··· MATERIAL TO PROCESS

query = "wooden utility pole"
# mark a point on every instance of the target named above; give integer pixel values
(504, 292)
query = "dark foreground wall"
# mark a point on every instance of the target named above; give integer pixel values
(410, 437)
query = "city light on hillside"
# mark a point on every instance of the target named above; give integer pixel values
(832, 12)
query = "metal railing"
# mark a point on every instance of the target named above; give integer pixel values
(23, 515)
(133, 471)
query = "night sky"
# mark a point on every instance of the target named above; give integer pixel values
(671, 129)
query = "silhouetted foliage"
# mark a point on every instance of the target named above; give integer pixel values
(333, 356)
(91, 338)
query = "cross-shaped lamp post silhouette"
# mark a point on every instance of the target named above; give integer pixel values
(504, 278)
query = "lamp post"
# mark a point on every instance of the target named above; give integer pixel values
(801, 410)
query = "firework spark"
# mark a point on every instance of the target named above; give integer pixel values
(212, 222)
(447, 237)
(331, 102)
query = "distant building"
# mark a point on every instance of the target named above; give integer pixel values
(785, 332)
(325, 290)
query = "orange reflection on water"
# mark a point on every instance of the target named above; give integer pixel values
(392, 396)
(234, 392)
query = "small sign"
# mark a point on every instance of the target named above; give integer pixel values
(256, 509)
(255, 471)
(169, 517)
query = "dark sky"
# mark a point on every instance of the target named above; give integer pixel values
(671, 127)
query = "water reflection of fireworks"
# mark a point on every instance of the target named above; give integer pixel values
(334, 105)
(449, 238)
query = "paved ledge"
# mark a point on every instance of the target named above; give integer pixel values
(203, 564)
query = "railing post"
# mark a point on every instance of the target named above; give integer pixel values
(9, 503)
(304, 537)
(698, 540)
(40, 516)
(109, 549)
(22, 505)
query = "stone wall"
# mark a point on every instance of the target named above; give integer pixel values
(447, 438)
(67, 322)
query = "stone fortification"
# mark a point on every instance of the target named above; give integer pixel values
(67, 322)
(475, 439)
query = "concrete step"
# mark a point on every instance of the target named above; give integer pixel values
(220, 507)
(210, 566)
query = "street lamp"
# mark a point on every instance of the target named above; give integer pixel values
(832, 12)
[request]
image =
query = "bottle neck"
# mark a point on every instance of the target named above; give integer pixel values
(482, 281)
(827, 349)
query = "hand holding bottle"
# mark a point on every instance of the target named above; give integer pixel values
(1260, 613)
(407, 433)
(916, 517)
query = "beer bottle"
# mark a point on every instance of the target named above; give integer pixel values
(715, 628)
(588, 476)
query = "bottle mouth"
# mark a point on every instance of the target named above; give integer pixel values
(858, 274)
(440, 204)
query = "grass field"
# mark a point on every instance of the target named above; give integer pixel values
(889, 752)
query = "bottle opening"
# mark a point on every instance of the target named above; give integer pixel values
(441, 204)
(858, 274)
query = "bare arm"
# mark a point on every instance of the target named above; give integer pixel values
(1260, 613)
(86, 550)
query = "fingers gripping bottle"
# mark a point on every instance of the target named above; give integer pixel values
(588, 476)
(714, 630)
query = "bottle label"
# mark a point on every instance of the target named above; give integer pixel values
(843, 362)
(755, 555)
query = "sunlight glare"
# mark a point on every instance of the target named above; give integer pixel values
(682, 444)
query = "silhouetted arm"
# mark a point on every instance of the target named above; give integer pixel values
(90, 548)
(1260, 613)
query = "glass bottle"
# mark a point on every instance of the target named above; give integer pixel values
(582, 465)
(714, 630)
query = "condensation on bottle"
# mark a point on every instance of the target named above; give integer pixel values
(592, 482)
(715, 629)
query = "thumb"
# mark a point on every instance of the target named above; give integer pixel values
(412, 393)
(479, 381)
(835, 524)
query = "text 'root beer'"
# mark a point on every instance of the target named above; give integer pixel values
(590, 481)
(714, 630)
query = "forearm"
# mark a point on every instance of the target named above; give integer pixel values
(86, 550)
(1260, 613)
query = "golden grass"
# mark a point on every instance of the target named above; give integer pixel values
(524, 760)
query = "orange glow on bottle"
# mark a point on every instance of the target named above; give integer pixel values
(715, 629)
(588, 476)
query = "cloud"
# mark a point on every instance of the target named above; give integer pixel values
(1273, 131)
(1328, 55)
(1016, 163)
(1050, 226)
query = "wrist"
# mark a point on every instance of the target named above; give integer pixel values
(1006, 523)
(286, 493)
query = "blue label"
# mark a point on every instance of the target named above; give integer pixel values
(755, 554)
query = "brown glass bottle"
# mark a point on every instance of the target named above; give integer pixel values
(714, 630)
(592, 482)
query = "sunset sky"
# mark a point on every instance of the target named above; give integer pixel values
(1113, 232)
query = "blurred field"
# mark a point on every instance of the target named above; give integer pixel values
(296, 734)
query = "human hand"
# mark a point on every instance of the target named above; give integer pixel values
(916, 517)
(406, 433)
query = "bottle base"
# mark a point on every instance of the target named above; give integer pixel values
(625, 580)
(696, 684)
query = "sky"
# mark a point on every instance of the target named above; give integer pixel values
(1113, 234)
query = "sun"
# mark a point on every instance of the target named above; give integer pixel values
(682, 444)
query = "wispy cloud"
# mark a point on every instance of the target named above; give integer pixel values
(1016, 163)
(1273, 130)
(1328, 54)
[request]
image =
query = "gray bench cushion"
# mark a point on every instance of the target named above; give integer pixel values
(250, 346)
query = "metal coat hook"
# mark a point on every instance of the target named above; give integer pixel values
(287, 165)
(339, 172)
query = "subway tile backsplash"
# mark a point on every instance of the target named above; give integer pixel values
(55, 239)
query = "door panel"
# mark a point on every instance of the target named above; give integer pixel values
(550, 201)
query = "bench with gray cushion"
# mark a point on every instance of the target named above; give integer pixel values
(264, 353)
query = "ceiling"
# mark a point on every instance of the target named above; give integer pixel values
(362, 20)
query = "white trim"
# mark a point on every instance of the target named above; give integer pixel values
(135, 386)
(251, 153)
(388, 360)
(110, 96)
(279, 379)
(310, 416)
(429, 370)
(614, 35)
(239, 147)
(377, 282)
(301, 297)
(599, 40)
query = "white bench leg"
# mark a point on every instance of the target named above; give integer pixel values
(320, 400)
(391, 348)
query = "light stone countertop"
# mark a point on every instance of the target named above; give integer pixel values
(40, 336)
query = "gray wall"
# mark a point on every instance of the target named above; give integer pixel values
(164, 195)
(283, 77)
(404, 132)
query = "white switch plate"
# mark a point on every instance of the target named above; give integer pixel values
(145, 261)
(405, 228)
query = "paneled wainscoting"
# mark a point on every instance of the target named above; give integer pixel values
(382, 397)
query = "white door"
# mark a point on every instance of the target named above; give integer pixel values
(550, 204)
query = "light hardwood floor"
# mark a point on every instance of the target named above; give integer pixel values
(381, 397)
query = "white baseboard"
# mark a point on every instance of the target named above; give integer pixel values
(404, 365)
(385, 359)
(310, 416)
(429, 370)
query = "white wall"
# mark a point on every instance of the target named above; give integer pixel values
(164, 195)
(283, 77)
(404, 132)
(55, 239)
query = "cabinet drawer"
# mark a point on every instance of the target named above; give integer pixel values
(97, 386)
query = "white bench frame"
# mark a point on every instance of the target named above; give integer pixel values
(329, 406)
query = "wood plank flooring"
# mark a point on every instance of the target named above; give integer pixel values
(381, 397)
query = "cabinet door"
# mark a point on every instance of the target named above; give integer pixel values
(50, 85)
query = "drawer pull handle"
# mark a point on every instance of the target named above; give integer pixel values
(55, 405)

······

→ OBJECTIVE: Word for word, write out all of the data above.

→ EXERCISE RESPONSE:
query = "wooden utility pole"
# mark a point on every instance of the target named above; give integer pixel values
(504, 292)
query = "dark foreground wall"
# mark a point on every instance of the target named above; give integer pixel values
(410, 437)
query = "city light on hillside"
# mark a point on every instance of the target named above; give integer pixel values
(832, 12)
query = "metal railing"
# mark a point on every instance of the target named above; give integer pixel values
(23, 515)
(133, 471)
query = "night sky"
# mark a point on every instance of the target named above; give integer pixel values
(671, 129)
query = "silhouetted foliage"
# mark a point on every instance of the target named above; give integer pixel values
(333, 356)
(91, 338)
query = "cross-shaped lamp post silhouette"
# mark a point on every instance of the target named above; give integer pixel values
(504, 278)
query = "lamp post"
# mark a point on every instance of the target named above; give integer pixel values
(801, 410)
query = "firework spark"
# mark a point on every instance of the target named above; give integer pixel values
(212, 222)
(447, 237)
(331, 102)
query = "distant building"
# mark a point on every instance of the target named above; give integer pixel values
(785, 332)
(325, 290)
query = "orange reflection on water"
# mark a point on every instance of the target named above; give integer pixel values
(392, 396)
(234, 392)
query = "small sign"
# mark a point on every instance of the target named above; give integer pixel values
(256, 509)
(255, 471)
(169, 517)
query = "dark sky"
# mark a point on every instance of the target named above; give integer pixel values
(671, 127)
query = "water reflection of fireworks"
# mark a point on every instance of the target named above; give integer pixel values
(334, 105)
(449, 238)
query = "paved ledge"
# mark a point on every instance of the target named above; give integer pixel values
(203, 564)
query = "railing post"
# mark a point on every instance of the target named above; give integer pixel values
(9, 503)
(304, 537)
(698, 540)
(40, 516)
(109, 549)
(22, 505)
query = "stone wall"
# mark a point on every instance of the target named above; give integer pixel values
(447, 438)
(67, 322)
query = "stone fortification"
# mark a point on every instance of the target named above; give integer pixel values
(67, 322)
(475, 439)
query = "concrete step"
# mark a point on every instance of the target named above; give integer pixel values
(220, 507)
(210, 566)
query = "street lamp"
# mark a point on every instance of the target named above; give integer pixel values
(832, 12)
[request]
image =
query = "bottle neck"
# mark a point on every instance of the target named above; give integer pixel values
(482, 281)
(827, 349)
query = "hand holding bottle"
# mark a point on every instance of the target named above; give integer pixel values
(1260, 613)
(407, 433)
(916, 517)
query = "beer bottle"
# mark a point on every instance of the target named above; give integer pixel values
(715, 628)
(588, 476)
query = "bottle mouth"
# mark a point on every instance of the target named above; give integer pixel values
(858, 274)
(440, 204)
query = "grass field"
# mark a point on every instance of the target named above; give integer pixel values
(889, 752)
query = "bottle opening"
# mark a point on every instance of the target named above; give integer pixel values
(441, 204)
(858, 274)
query = "bare arm"
# mark a point on every instance of the target named above; give integer pixel values
(1260, 613)
(86, 550)
query = "fingers gripping bottle"
# mark a point on every instance of the target named above; give integer pixel values
(588, 476)
(714, 630)
query = "bottle label"
# mark a point on every instance of the target named above; give integer pixel values
(843, 362)
(755, 555)
query = "sunlight glare"
# mark a point on every instance of the target named above; give integer pixel values
(682, 444)
query = "silhouetted arm"
# mark a point on every instance of the target named above; give integer pixel values
(90, 548)
(1260, 613)
query = "glass bottle"
# mark a point on every instance of the target named above; give integer pixel values
(582, 465)
(714, 630)
query = "condensation on bottle"
# mark a point on every instance of the target named above; give integer pixel values
(592, 482)
(715, 629)
query = "thumb"
# mark a point on every instance of the target named above; give integer pixel values
(412, 393)
(479, 381)
(835, 524)
query = "text 'root beer'"
# mark a point on every instance of the target named above; give integer pixel values
(590, 481)
(714, 630)
query = "forearm"
# mark a point on every instance of the target named above; give integer pixel values
(86, 550)
(1260, 613)
query = "golden grass"
# mark a point on every instance of the target named above; give integer pixel values
(524, 760)
query = "orange glow on bottle"
# mark a point on every instance of the target named above; give integer pixel values
(715, 629)
(588, 476)
query = "cloud"
# mark a point on every instance of the target named above; give integer pixel values
(1273, 131)
(1328, 55)
(1016, 163)
(1050, 226)
query = "wrist"
# mark a point on every instance of the target named above; give integer pixel values
(1006, 523)
(286, 493)
query = "blue label"
# mark a point on every instance of the target named above; give integer pixel values
(755, 554)
query = "brown glass bottle"
# mark a point on every instance of the target named above; give integer pixel values
(714, 630)
(592, 482)
query = "sunset sky"
# mark a point on every instance of the target named above; give integer pixel values
(1113, 232)
query = "blurred field"
# mark a point on every instance of the target named above; give integer pixel values
(296, 734)
query = "human hand"
# mark a point on every instance of the target named above; give integer pixel values
(916, 517)
(406, 433)
query = "bottle base"
# mark a point on every instance of the target named above; give integer pixel values
(625, 580)
(696, 684)
query = "sky"
# mark a point on every instance of the target named above; give integer pixel values
(1113, 234)
query = "sun"
# mark a point on every instance of the target named above; give integer pixel values
(682, 444)
query = "wispy cloud"
# mark a point on every instance of the target named above; give integer pixel values
(1016, 163)
(1273, 130)
(1328, 54)
[request]
image =
query = "gray bench cushion"
# mark a point on every instance of the target named above; give integer pixel values
(250, 346)
query = "metal coat hook"
# mark a point on every instance of the target named above; give integer pixel values
(287, 165)
(339, 172)
query = "subway tile backsplash"
# mark a point on every instance of the target named above; give integer pixel values
(55, 239)
query = "door panel"
# mark a point on every instance of the target named above; give integer pixel values
(550, 201)
query = "bench with gray cushion"
# mark a point on every instance of the target named above; give integer pixel values
(264, 353)
query = "ceiling"
# mark a point on every instance of the target named above; give integer pixel values
(362, 20)
query = "white trim"
# mark a point on every instance of the target named above; give integer pixel values
(135, 386)
(251, 153)
(388, 360)
(110, 96)
(279, 379)
(310, 416)
(429, 370)
(614, 35)
(239, 147)
(377, 282)
(301, 297)
(599, 40)
query = "white bench leg"
# mark a point on every instance of the target named above; give integer pixel values
(320, 400)
(391, 348)
query = "light stone countertop"
# mark a point on every instance of the target named above; give integer pixel values
(40, 336)
query = "gray wall"
# mark a point on every instance of the target named above; give integer pixel values
(164, 195)
(283, 77)
(404, 132)
query = "white switch plate"
# mark a point on every instance of the target named above; give integer pixel values
(145, 261)
(405, 228)
query = "paneled wainscoting"
# mark a point on every instance of the target named above; give integer pixel values
(382, 397)
query = "white door"
# mark a point on every instance of the target named above; give integer pixel values
(550, 204)
query = "light hardwood floor"
# mark a point on every instance of the target named above; give integer pixel values
(381, 397)
query = "white baseboard"
# mark a point on every instance of the target named above; give integer pixel values
(404, 365)
(385, 359)
(310, 416)
(429, 370)
query = "white wall"
# mark a point on every instance of the target named above; give integer pixel values
(164, 195)
(283, 77)
(404, 132)
(55, 239)
query = "cabinet drawer"
# mark a point on every instance of the target named above; give integer pixel values
(97, 386)
query = "white bench frame"
# mark a point on every instance of the target named above; give integer pixel values
(329, 406)
query = "wood plank flooring"
# mark a point on every instance of the target named above; give integer pixel values
(381, 397)
query = "cabinet door"
# mark a point on every instance of the target named above; give integer pixel values
(50, 85)
query = "drawer pull handle"
# mark a point on every instance of the target named above; give integer pixel values
(55, 405)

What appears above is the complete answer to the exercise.